### Given exercise:
Collect every line below that contains the word "snow" and copy each one out in full. Case counts, so uppercase and lowercase letters must match.

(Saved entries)

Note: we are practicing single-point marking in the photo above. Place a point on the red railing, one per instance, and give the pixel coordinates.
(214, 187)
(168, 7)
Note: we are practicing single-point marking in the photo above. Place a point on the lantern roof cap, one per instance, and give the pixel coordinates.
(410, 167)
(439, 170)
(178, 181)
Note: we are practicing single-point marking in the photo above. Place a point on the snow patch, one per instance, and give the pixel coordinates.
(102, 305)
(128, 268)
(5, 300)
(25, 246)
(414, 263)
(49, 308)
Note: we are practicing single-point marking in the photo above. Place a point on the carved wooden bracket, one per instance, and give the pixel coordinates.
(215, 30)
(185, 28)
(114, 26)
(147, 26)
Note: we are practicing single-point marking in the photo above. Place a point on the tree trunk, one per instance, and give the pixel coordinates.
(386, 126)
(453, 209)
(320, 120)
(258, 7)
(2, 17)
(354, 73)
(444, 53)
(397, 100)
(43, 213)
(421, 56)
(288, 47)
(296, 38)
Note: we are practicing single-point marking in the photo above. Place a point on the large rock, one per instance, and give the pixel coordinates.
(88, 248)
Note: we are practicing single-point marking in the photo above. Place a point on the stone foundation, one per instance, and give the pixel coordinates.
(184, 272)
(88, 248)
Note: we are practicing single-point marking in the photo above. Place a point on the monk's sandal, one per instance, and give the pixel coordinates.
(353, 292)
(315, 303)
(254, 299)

--

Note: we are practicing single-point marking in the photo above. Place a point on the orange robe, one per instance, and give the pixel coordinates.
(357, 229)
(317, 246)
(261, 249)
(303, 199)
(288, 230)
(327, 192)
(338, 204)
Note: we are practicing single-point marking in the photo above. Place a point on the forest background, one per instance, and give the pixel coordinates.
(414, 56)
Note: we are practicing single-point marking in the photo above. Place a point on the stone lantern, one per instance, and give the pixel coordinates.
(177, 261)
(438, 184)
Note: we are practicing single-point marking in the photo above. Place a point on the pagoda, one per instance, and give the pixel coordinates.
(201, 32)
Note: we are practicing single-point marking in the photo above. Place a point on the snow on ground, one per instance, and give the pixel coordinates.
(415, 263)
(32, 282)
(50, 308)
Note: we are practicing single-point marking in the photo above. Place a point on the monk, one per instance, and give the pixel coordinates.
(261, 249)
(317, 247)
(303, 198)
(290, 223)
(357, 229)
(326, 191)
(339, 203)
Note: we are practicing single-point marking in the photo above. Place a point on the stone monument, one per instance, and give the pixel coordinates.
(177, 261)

### Correct output:
Note: we are practicing single-point marking in the photo above. Place a point on the snow patch, one per instance, and give the pixel coordinates.
Note: we are practicing single-point marking in the photo above. Place a point on the snow on ground, one per instance, and give the pixel coordinates.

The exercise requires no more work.